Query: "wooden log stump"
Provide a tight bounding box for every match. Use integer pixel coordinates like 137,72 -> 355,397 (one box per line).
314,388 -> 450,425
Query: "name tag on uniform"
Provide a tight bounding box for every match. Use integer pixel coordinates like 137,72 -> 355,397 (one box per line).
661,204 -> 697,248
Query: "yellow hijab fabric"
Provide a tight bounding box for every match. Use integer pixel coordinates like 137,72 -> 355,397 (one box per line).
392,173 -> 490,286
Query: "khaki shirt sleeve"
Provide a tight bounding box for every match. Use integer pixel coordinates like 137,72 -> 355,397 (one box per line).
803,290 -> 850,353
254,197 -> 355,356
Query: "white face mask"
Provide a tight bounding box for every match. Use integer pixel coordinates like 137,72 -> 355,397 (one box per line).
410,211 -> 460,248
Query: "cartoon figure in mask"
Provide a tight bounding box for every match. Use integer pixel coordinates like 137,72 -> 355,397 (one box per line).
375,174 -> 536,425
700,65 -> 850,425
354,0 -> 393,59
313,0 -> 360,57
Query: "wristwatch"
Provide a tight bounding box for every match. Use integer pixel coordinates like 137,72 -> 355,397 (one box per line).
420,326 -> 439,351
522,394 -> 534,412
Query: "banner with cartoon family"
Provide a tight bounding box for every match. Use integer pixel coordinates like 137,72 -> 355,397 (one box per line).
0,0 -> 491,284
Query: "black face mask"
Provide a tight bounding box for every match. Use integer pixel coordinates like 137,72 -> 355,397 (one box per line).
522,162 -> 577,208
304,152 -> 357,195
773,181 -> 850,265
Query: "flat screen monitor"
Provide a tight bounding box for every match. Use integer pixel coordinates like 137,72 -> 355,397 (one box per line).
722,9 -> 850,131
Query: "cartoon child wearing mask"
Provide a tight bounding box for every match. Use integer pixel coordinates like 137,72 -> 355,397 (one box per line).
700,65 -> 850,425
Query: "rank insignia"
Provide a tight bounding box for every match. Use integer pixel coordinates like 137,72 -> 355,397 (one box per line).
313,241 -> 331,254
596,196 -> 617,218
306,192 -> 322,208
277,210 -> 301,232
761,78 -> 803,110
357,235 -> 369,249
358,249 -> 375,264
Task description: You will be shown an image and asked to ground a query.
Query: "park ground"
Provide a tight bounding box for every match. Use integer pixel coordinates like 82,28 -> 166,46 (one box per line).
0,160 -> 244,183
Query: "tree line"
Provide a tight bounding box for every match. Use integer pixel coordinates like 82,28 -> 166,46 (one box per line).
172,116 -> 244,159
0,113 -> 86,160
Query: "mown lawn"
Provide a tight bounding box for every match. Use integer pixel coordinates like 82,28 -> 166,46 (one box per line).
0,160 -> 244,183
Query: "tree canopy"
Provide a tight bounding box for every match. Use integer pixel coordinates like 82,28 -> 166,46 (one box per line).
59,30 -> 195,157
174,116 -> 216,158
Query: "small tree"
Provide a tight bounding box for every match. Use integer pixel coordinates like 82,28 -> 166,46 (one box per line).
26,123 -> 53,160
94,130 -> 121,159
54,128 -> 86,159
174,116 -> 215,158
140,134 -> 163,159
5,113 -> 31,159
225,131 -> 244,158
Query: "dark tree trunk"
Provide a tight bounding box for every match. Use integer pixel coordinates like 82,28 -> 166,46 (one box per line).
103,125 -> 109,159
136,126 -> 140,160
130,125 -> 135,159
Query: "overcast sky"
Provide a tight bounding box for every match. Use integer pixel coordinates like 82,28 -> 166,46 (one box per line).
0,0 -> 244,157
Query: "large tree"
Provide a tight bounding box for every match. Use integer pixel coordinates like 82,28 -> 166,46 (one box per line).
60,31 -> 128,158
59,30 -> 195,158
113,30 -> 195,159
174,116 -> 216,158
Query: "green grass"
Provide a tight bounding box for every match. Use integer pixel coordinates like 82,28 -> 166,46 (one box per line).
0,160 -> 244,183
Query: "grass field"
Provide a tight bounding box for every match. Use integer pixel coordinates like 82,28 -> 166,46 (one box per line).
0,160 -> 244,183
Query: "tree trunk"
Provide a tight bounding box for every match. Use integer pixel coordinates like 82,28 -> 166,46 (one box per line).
----------------------------------------
**STATED EXERCISE**
List each line of the records that contains the word "mask".

**SOLUTION BELOW**
Query: "white face mask"
Query: "cartoon figure in mask"
Query: "black face mask"
Query: "cartoon child wearing mask"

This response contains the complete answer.